■ **GIVEN PASSAGE**
○ ○ ○
A city is a palimpsest.
You know it and I know it.
It is a thing, like any of us, that gets written over, built upon, and reconstructed so that the original is just barely there, but there, behind it all.
Behind it all, I could see her, sitting there with Insomniac City in one hand and a journal splayed open beneath the other. The honey latte in front of her before it all got to be too sweet, too milky.
She’s sixteen and she should be within the walls of her high school, but she’s not. She’s here, and she’s me.
MY OLD WORLD
Between finishing these last weeks of college, writing for a magazine, and running this blog, I don’t really know what day it is. So the other morning when I actually had time to kill before a class, I took full advantage and rendezvoused with the city, like old times.
I parked in the same spot I always used to, rounded the same corner, and stepped inside of the fancy coffee shop that I practically lived at throughout high school. The one I wrote my college essays in. The one I sat reading in with the first boy who ever liked me, each of us with books open in our laps and a chocolate croissant on the table like we knew things.
○ ○ ○
■ **SOURCE DATA**
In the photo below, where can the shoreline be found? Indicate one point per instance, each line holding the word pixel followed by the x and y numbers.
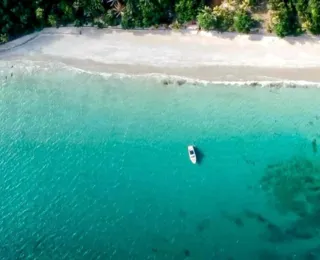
pixel 203 56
○ ○ ○
■ **DIRECTIONS**
a) In the essay that describes a city as a palimpsest, which book does the sixteen-year-old hold in one hand?
b) Continue the essay about the city as a palimpsest, starting after its last sentence.

■ **ANSWERS GIVEN**
a) She holds Insomniac City.

b)
We pretended to know things. We didn’t really know anything except the shape of each other’s hands and that we had never before met anyone that would read silently across the table from us, alone, but together.
It was the one that I spent Valentine’s Day at in the pouring rain, drinking coffee that was growing stronger and blacker as the years unfolded.
But mostly, it was the place that I tried to reach adulthood a little bit sooner in. I would hang out there with the hipsters and their laptops, making eyes at the barista with the edgy band shirts and black nail polish, trying the whole time to be anything but sixteen. I remember always feeling like an imposter, like an adult-wannabe. Everywhere I went, I loathed the adolescent exterior that made the world see me as naive and girlish when all I wanted to be was smart and serious.
CHANGING PERSPECTIVE
I forgot the pungency of that longing.
It has long since been overtaken by a longing to hold onto time, not wish it away. I forgot how deeply I had wished to be older. And then I stepped back onto that cracked concrete floor and saw the exposed brick, the hue of red that I used like a crayon to color in my dreams of New York that were just beginning to be born. I saw all of this and felt at once very old and very far from the place I was standing right in the middle of.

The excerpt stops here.